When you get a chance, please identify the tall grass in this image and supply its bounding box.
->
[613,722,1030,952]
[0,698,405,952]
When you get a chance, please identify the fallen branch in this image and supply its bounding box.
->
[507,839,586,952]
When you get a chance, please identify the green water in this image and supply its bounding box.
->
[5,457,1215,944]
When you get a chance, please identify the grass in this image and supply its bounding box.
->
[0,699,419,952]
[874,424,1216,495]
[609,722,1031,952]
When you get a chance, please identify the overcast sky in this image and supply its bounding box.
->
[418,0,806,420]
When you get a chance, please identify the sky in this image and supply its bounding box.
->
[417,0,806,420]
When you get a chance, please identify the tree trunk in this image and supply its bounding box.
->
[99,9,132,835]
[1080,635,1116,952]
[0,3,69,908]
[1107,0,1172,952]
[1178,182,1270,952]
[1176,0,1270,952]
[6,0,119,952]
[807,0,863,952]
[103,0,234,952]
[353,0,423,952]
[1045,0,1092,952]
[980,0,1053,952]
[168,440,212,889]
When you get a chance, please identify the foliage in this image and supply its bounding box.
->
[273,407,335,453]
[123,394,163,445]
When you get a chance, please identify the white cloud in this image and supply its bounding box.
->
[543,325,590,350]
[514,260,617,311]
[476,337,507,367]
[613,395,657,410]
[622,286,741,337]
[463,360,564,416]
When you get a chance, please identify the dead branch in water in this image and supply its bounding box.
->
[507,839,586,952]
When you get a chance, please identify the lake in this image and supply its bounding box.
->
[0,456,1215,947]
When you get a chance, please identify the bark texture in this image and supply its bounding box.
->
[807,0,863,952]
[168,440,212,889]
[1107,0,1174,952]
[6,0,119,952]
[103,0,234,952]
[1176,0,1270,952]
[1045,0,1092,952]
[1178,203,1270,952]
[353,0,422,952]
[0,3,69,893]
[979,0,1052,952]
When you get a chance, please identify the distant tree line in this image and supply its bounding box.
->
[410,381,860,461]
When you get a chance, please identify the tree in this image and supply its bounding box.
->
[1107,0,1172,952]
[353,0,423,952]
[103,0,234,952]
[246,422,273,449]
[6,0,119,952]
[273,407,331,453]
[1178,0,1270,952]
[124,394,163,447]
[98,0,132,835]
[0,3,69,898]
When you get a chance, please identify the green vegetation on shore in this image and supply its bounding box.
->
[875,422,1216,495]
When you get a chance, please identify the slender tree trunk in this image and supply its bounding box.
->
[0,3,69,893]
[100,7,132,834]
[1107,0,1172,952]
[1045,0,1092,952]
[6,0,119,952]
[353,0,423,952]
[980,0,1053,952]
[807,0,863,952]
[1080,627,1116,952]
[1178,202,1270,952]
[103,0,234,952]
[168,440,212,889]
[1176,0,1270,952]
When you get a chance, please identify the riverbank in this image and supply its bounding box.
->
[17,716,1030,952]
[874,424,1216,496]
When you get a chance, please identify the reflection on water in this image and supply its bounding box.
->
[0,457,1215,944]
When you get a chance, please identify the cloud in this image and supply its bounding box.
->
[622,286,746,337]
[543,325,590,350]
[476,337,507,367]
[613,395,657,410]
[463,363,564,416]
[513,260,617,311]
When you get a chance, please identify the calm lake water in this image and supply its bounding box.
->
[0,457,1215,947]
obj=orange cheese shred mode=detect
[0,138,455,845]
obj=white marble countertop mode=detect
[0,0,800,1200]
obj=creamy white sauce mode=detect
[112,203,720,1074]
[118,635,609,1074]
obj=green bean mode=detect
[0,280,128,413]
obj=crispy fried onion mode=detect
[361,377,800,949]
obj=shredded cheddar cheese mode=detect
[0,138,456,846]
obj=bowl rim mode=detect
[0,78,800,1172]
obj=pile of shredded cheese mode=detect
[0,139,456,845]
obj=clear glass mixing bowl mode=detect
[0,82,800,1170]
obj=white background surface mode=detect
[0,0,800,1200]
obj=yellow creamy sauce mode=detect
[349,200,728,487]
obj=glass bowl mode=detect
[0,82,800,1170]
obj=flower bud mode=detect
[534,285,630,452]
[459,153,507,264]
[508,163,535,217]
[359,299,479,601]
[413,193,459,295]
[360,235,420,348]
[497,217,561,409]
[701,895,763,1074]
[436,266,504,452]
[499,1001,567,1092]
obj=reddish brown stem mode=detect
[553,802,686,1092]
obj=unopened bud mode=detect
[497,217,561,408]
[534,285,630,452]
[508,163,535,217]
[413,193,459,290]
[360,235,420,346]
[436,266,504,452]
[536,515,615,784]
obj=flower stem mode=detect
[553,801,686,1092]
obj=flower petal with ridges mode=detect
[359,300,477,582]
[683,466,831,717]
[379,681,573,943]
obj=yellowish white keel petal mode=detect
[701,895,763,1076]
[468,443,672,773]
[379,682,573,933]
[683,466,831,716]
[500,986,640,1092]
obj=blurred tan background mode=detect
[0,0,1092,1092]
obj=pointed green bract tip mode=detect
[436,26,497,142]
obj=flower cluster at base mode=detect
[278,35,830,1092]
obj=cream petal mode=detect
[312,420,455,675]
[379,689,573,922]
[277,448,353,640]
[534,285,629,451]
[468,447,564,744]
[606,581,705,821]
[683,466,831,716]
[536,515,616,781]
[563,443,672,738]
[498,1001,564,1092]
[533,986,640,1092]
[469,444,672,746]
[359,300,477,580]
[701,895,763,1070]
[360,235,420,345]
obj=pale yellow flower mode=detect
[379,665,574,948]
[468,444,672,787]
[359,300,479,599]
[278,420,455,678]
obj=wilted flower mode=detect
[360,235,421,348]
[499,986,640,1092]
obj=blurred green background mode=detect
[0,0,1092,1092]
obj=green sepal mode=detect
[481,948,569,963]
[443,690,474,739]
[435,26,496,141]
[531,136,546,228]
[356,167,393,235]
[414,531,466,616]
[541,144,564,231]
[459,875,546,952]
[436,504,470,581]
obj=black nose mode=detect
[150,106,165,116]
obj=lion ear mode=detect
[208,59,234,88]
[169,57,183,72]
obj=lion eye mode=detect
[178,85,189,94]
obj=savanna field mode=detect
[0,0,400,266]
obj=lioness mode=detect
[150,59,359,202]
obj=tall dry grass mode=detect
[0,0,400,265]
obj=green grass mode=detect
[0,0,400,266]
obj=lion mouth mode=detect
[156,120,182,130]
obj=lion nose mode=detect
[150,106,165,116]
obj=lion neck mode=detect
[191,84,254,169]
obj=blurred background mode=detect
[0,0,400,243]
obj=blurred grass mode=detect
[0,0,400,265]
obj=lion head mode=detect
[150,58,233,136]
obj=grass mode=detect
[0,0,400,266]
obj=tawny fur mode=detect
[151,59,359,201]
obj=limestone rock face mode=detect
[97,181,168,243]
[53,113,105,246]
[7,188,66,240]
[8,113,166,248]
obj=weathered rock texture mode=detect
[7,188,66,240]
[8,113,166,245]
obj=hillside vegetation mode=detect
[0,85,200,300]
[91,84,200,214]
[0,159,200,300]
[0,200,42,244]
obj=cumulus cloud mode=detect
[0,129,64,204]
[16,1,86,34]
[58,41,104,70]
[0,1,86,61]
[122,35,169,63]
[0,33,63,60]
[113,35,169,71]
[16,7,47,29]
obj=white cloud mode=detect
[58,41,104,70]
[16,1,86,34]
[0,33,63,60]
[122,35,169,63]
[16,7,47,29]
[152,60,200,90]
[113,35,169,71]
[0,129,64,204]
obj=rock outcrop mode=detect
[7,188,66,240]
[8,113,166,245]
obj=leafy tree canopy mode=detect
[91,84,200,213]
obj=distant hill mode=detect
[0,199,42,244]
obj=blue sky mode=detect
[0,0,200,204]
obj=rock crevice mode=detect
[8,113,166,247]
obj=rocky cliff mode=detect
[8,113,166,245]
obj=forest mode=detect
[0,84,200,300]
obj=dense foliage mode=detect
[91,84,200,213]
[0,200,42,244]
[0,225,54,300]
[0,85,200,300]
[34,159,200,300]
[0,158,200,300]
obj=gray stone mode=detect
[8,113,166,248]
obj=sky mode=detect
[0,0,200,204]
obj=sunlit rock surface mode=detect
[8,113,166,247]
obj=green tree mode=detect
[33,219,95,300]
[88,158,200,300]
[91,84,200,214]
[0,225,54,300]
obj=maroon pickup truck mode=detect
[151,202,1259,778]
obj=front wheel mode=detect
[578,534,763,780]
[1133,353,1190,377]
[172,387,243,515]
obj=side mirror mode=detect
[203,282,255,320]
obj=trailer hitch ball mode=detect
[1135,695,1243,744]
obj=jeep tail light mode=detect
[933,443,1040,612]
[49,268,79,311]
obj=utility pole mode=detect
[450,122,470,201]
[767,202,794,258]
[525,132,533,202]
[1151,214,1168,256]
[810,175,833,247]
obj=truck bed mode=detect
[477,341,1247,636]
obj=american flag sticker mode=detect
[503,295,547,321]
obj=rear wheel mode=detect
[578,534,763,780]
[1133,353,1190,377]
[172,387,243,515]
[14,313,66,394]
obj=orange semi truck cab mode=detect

==*==

**TASK REQUIREMENTS:**
Lay out the entries as a numbered list with blank lines omitted, starting from the line that contains "When you get a chance, please identify the distant" and continuing up to and including the line that contains "[361,377,800,949]".

**SOLUTION TO THIS TASK:**
1. When you get a chance, please identify the distant tree line in this image and supply its bounding box.
2. ->
3. [410,381,860,461]
4. When you get a chance, please identify the tree in this image and supply its bounding box.
5. ->
6. [1107,0,1172,952]
7. [353,0,423,952]
8. [103,0,234,952]
9. [246,422,273,449]
10. [6,0,119,952]
11. [273,407,331,453]
12. [1178,0,1270,952]
13. [124,394,163,447]
14. [98,0,132,835]
15. [0,3,69,898]
16. When you get a chance, please identify the green vegetation on shore in this image and supply its bounding box.
17. ->
18. [875,422,1216,495]
19. When you get a chance, please identify the slender tree trunk in this image and supply its bounding box.
20. ->
21. [0,3,69,893]
22. [100,7,132,834]
23. [1107,0,1172,952]
24. [1045,0,1092,952]
25. [6,0,119,952]
26. [353,0,423,952]
27. [980,0,1053,952]
28. [807,0,863,952]
29. [1080,627,1116,952]
30. [1178,202,1270,952]
31. [103,0,234,952]
32. [168,440,212,889]
33. [1176,0,1270,952]
34. When you get a chance, please identify the riverbank in this image and supply its bounding box.
35. ->
36. [17,716,1030,952]
37. [874,424,1216,496]
38. When you get a chance, please identify the reflection on water in this image and supply its bounding box.
39. ->
40. [0,457,1215,944]
41. When you get a chance, please identify the cloud in this image and supply its bounding box.
42. ->
43. [622,286,746,337]
44. [543,325,590,350]
45. [476,337,507,367]
46. [613,395,657,410]
47. [463,363,564,416]
48. [513,260,617,311]
49. When you get a chance, please identify the calm lake water in this image and supply its bounding box.
50. ->
51. [0,457,1215,947]
52. obj=orange cheese shred mode=detect
53. [0,138,455,845]
54. obj=white marble countertop mode=detect
55. [0,0,800,1200]
56. obj=creamy white sauce mode=detect
57. [112,203,720,1074]
58. [118,635,609,1074]
59. obj=green bean mode=detect
60. [0,280,128,413]
61. obj=crispy fried onion mode=detect
62. [361,377,800,949]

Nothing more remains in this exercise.